Saved entries:
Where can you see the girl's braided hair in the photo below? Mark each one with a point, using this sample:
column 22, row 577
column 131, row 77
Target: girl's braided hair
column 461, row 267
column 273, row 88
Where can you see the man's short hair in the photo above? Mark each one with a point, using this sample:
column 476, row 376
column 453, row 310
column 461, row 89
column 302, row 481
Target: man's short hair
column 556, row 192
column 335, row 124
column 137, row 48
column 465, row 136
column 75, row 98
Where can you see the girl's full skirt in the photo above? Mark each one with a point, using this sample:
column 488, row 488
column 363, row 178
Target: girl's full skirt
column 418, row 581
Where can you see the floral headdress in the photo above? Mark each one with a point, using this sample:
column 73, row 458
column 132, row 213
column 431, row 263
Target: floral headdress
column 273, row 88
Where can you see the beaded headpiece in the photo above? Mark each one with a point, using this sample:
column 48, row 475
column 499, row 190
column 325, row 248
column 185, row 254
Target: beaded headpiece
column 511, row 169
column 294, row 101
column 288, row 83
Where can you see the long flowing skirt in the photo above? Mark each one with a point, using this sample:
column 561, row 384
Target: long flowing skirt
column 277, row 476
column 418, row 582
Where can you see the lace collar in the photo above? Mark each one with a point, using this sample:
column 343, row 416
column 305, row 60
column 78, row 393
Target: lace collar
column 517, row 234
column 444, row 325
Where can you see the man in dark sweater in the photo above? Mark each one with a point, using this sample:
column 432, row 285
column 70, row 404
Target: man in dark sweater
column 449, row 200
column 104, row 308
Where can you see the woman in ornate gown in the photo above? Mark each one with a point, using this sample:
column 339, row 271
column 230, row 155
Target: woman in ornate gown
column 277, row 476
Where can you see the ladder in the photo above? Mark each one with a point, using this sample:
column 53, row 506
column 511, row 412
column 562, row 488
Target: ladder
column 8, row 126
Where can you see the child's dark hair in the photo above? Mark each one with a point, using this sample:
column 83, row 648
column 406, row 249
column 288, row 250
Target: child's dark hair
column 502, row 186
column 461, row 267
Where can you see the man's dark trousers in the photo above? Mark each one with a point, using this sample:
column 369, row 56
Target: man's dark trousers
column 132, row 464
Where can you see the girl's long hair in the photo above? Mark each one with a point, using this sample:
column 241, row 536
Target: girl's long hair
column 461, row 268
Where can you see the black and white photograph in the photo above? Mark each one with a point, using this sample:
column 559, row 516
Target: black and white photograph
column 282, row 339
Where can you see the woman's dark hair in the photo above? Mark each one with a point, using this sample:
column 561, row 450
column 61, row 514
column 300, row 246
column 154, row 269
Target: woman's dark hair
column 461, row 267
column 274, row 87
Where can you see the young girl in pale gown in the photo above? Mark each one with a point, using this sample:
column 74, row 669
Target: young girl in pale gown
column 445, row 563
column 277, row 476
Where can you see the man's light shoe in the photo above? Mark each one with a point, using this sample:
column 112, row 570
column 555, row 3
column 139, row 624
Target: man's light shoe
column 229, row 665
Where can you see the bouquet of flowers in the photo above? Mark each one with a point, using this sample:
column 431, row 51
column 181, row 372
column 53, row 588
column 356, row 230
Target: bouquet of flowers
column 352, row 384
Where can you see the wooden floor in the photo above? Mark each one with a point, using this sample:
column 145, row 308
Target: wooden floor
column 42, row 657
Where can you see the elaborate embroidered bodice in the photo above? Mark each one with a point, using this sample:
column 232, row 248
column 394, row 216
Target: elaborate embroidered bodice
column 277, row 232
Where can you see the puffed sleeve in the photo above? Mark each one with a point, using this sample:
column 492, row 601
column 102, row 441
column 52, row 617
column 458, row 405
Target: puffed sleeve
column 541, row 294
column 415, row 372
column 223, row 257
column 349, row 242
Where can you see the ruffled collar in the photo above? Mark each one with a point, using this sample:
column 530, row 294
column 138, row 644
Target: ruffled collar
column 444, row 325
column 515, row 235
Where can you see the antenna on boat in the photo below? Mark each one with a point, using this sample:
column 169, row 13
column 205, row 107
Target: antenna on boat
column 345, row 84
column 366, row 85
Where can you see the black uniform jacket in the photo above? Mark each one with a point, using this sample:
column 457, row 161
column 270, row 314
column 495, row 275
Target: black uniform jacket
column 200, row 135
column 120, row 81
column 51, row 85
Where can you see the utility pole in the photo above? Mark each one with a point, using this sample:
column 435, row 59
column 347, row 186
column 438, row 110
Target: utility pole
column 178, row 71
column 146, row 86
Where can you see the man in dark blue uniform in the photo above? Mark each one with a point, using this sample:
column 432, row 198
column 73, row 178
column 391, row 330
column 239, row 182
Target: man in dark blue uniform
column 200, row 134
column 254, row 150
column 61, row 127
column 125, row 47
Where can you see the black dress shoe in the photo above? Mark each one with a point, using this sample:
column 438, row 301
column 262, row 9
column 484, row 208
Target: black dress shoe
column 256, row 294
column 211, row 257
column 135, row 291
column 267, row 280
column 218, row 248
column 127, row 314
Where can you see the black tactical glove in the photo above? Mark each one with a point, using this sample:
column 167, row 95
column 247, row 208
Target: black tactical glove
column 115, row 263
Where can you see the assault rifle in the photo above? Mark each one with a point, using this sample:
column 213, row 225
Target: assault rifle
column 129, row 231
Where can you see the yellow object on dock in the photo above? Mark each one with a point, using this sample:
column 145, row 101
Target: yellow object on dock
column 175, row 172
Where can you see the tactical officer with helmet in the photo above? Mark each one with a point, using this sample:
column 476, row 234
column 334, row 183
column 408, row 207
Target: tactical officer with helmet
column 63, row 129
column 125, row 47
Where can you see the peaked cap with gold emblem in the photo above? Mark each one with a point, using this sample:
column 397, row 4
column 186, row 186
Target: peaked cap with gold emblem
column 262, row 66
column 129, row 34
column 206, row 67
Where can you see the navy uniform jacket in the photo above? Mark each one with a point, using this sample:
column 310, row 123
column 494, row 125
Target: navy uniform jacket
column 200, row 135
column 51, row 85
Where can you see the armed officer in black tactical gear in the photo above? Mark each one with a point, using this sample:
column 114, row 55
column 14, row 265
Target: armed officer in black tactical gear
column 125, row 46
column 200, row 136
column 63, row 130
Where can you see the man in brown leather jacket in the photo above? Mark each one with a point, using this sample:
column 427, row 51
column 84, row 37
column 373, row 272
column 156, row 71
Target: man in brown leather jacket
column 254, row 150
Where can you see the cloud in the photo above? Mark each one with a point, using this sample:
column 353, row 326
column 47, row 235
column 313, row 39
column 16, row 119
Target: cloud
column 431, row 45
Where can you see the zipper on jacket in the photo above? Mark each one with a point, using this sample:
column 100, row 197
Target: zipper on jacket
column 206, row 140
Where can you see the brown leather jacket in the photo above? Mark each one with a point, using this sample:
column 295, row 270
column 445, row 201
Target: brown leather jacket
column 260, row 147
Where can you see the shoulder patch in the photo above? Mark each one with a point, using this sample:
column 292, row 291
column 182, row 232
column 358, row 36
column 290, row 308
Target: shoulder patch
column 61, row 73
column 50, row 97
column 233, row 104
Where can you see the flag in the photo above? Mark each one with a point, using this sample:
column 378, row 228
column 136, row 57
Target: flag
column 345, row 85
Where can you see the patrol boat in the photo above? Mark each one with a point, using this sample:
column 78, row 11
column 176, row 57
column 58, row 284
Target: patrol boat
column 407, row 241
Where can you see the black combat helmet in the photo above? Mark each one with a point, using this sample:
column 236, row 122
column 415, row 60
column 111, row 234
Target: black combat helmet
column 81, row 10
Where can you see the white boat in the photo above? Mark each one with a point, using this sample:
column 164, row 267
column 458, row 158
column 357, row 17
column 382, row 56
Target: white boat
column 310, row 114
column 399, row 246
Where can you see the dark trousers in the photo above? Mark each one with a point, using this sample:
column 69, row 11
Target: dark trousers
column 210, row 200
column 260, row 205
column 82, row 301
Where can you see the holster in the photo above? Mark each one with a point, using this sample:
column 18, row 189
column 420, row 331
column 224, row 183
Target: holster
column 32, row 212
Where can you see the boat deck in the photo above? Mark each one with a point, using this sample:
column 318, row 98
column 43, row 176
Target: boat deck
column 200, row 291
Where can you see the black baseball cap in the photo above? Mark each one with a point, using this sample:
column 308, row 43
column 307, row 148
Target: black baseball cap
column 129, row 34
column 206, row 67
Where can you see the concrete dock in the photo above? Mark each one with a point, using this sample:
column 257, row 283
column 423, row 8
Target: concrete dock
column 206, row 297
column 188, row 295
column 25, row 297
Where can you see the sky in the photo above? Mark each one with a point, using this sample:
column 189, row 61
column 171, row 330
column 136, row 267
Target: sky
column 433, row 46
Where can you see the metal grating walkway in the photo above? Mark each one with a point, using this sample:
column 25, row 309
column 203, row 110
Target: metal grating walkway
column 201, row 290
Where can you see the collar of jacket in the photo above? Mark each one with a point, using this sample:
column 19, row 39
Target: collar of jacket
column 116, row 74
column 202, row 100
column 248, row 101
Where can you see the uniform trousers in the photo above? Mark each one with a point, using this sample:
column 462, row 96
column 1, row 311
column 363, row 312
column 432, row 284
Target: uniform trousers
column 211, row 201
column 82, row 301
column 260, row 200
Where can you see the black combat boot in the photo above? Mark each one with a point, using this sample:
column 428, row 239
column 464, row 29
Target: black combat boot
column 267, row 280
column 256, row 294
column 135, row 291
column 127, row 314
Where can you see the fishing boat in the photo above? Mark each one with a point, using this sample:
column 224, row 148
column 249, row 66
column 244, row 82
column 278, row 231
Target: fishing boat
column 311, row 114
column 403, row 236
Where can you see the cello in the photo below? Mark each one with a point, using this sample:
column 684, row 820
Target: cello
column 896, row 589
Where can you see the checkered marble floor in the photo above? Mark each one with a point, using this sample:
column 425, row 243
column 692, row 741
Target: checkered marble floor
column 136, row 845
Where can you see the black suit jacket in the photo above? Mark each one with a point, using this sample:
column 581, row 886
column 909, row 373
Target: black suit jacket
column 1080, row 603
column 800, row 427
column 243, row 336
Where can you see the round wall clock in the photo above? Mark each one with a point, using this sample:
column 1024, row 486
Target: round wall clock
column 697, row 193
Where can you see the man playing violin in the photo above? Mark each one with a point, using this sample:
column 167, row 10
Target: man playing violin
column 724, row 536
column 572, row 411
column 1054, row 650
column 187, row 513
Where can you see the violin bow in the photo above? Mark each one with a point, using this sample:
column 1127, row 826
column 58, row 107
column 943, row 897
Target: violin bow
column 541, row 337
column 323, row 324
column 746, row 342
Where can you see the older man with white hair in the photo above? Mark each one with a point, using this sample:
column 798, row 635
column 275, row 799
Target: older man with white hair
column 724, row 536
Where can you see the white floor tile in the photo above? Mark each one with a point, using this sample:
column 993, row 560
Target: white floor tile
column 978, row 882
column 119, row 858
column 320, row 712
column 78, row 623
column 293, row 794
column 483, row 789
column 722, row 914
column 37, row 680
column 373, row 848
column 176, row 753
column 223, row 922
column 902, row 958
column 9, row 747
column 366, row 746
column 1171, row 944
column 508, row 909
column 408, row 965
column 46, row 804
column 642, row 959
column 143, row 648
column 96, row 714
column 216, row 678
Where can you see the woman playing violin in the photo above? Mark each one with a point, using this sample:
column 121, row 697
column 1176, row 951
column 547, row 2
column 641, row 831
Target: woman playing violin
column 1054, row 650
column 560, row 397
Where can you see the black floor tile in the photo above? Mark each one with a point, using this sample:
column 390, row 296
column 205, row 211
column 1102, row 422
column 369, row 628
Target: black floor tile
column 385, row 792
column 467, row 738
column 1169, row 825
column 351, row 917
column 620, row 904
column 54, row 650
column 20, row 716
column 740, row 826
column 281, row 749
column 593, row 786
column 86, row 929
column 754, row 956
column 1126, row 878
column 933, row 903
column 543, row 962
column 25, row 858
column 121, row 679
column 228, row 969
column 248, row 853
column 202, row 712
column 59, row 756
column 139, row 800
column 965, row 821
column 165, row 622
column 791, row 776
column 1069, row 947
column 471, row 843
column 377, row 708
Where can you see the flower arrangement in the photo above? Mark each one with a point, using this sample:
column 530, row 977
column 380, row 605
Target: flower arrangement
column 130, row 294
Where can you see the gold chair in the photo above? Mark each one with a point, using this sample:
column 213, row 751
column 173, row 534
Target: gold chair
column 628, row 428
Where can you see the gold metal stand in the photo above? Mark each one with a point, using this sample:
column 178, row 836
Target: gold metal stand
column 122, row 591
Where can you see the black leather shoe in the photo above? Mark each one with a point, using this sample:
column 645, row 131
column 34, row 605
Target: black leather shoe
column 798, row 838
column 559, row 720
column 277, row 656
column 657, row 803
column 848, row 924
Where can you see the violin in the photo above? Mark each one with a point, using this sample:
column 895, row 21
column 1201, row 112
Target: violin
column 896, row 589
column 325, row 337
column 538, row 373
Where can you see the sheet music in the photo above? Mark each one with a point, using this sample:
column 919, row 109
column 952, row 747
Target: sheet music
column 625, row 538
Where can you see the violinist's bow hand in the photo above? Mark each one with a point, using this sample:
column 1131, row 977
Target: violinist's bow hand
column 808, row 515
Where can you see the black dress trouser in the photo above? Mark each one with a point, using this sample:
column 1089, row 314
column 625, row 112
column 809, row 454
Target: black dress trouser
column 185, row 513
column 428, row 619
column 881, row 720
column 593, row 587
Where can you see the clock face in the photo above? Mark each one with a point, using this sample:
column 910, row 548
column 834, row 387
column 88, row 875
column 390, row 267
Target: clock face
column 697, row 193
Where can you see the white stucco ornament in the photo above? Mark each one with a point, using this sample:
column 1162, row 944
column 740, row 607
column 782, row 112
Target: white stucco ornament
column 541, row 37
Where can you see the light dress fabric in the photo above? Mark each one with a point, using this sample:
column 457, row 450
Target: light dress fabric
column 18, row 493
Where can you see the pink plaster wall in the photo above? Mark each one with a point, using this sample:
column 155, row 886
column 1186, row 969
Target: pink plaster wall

### What needs to be done:
Duplicate the lines above from the line with "Where can you see the fishing" to the line with "column 136, row 845", including both of those lines.

### Output below:
Where can you see the fishing boat in the photo above? Mark each one with a point, using this sample:
column 224, row 148
column 249, row 66
column 244, row 82
column 278, row 231
Target: fishing boat
column 311, row 114
column 403, row 236
Where can you see the cello in the photo below? Mark each one with a point, using this sample:
column 684, row 820
Target: cello
column 896, row 589
Where can you see the checkered marble floor in the photo above? Mark each one with a point, using this sample:
column 425, row 243
column 692, row 741
Target: checkered marble floor
column 136, row 845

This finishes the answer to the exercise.